**Records for the task:**
────────────────
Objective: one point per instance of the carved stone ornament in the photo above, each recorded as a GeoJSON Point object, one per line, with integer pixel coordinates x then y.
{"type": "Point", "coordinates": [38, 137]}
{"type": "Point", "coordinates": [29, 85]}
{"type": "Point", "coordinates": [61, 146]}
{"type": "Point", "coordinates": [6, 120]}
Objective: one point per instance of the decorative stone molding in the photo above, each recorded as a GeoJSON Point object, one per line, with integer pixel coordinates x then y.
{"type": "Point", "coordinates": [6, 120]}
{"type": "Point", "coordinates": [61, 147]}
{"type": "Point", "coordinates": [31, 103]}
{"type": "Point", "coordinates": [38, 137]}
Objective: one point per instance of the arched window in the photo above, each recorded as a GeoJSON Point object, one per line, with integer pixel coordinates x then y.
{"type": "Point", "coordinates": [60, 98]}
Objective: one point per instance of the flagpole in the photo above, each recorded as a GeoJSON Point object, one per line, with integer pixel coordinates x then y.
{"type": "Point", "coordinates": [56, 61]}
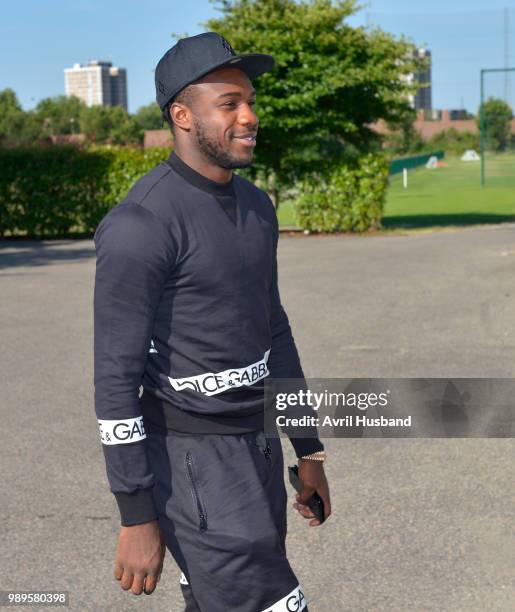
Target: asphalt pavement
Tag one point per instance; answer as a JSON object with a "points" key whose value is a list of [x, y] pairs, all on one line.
{"points": [[417, 524]]}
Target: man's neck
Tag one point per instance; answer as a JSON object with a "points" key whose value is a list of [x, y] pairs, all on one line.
{"points": [[200, 165]]}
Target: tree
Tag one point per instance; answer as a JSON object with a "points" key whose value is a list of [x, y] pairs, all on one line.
{"points": [[60, 114], [330, 82], [16, 126], [109, 124], [149, 117], [497, 115]]}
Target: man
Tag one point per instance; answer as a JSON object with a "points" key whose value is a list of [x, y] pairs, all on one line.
{"points": [[187, 305]]}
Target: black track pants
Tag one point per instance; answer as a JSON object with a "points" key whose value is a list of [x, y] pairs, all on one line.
{"points": [[221, 501]]}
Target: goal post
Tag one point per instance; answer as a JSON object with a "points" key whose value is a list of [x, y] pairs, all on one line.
{"points": [[482, 123]]}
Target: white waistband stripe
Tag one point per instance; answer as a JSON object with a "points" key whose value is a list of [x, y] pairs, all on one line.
{"points": [[121, 432], [293, 602], [212, 383]]}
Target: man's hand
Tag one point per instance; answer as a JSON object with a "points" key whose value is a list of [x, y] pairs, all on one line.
{"points": [[139, 557], [312, 478]]}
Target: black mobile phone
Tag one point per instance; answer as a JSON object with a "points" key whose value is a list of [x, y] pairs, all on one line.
{"points": [[315, 502]]}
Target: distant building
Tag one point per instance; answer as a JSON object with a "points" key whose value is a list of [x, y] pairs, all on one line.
{"points": [[97, 83], [421, 100]]}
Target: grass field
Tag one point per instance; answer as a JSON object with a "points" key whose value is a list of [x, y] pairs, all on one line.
{"points": [[449, 195]]}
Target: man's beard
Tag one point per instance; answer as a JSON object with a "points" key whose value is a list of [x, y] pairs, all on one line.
{"points": [[214, 152]]}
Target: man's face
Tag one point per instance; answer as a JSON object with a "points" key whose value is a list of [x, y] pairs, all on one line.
{"points": [[223, 122]]}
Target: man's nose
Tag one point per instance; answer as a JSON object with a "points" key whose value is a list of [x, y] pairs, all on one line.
{"points": [[247, 116]]}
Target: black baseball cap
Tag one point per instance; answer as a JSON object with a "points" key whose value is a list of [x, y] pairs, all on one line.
{"points": [[193, 57]]}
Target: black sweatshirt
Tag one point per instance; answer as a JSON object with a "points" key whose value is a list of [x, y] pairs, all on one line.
{"points": [[186, 305]]}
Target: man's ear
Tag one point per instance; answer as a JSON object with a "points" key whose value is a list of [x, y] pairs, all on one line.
{"points": [[181, 115]]}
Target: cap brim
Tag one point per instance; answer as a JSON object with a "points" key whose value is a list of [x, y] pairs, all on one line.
{"points": [[253, 64]]}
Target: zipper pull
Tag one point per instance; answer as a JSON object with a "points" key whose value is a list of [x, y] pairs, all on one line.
{"points": [[203, 522], [268, 451]]}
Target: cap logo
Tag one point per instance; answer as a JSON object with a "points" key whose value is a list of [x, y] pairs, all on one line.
{"points": [[227, 46]]}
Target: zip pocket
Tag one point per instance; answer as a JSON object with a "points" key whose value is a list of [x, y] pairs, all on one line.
{"points": [[202, 515]]}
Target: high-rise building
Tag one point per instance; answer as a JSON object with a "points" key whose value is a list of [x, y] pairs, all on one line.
{"points": [[97, 83], [421, 100]]}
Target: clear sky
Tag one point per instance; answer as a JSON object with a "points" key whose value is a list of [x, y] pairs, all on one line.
{"points": [[38, 39]]}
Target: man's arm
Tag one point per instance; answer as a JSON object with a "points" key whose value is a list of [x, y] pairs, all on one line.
{"points": [[133, 261]]}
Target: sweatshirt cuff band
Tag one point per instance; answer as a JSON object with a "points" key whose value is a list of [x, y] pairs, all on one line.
{"points": [[306, 446], [136, 507]]}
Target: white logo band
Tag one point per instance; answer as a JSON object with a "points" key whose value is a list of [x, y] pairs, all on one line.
{"points": [[213, 383], [293, 602], [121, 432]]}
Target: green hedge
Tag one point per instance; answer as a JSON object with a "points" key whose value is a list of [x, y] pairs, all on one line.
{"points": [[349, 199], [62, 190]]}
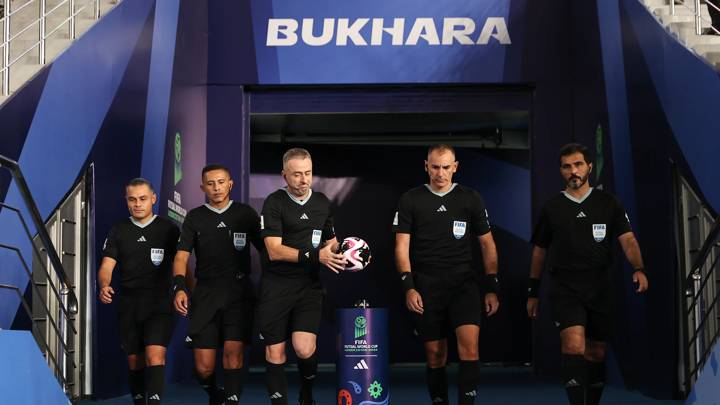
────────────────
**What the task requires:**
Your answer should be one number: how many lines in the material hold the string "white".

**Task response:**
2